Exercise description –
Arrange the lines below, from the line holding "Does it contain any industrial" through the line holding "[312,110,400,282]", inclusive, as a JSON list of strings, one string per line, with blank lines left out.

Listed records –
§
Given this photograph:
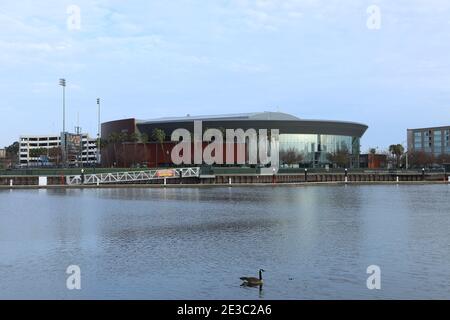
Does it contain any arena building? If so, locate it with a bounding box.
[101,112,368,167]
§
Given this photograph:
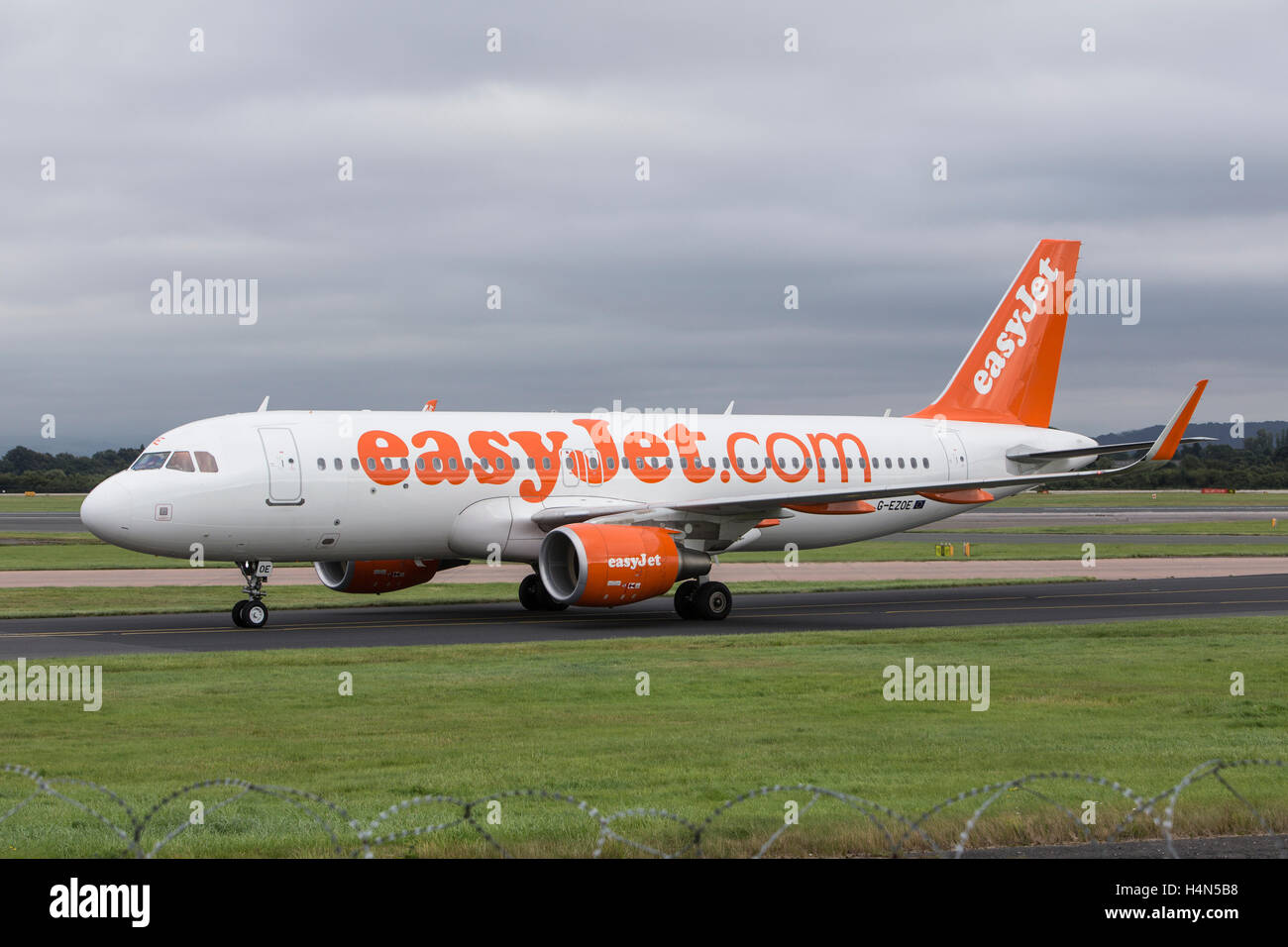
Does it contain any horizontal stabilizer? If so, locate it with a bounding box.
§
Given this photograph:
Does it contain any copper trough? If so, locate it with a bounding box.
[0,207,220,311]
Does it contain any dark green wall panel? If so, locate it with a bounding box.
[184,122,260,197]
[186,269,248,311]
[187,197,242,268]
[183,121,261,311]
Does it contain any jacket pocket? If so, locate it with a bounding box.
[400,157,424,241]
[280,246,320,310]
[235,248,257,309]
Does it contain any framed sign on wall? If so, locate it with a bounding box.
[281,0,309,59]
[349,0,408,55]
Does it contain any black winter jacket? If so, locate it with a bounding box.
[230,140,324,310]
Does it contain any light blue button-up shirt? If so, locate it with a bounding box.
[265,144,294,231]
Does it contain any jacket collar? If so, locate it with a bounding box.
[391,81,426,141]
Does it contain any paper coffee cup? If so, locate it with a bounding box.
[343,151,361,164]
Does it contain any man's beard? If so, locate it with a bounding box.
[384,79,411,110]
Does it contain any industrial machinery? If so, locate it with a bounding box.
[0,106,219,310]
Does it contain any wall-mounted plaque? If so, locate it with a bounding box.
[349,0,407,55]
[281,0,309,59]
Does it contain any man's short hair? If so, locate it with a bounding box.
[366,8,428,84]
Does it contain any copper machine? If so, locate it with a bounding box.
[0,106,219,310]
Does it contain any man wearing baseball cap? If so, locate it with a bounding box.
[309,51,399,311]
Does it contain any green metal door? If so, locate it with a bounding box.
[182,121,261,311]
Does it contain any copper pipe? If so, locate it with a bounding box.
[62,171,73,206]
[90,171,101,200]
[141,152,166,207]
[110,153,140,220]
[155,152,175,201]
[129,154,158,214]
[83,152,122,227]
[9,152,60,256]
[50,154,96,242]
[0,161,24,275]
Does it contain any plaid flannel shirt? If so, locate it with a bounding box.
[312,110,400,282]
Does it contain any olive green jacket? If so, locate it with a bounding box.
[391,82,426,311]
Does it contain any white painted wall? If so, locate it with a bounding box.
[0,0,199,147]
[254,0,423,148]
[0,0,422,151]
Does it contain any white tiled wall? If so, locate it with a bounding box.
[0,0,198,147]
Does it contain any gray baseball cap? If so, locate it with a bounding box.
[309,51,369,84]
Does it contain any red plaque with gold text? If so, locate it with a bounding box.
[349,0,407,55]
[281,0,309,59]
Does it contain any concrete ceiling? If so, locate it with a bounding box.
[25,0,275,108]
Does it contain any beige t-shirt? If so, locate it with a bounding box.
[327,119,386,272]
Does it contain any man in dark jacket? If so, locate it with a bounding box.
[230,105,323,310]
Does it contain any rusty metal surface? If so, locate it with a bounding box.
§
Result below –
[
  "Does it contain any industrial machinery? If so, locate it with a bounding box.",
  "[0,106,219,310]",
  "Does it contain any wall-mounted plaque? If so, locate it with a bounding box.",
  "[349,0,407,55]",
  "[281,0,309,59]",
  "Does it contain any man's short hair? If so, locate it with a bounding box.",
  "[366,8,428,84]",
  "Does it contain any copper machine? If so, locate it with a bounding box.",
  "[0,106,219,310]",
  "Does it contain any man wearing baseball cap? If so, locate it with a bounding box.",
  "[309,51,399,311]",
  "Does it contain any green metal door? If so, locate it with a bounding box.",
  "[182,121,261,311]",
  "Does it contain any copper pipe? If so, locate it with a bounding box.",
  "[62,171,73,206]",
  "[90,171,101,200]",
  "[141,152,166,207]",
  "[110,153,140,220]",
  "[155,152,175,201]",
  "[129,154,158,214]",
  "[83,152,122,227]",
  "[9,152,60,256]",
  "[50,154,96,242]",
  "[0,161,24,275]",
  "Does it contain any plaid flannel shirt? If so, locate it with a bounding box.",
  "[312,110,400,282]"
]